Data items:
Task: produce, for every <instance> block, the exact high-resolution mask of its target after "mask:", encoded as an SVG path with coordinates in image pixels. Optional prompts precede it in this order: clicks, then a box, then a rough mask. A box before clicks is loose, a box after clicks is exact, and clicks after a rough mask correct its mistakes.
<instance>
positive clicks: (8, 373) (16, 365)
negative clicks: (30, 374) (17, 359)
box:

REQUIRED ACTION >>
Nothing but lines that contain "instance" should appear in the answer. Copy each from the records.

ANSWER TO THIS TASK >>
Task: produce, for every <instance> block, the exact high-resolution mask of its target after "mask:", encoded as an SVG path with coordinates in image pixels. Optional prompts precede it in this order: clicks, then a box, then a rough mask. A box before clicks is loose, a box after clicks is exact, and clicks after a rough mask correct its mistakes.
<instance>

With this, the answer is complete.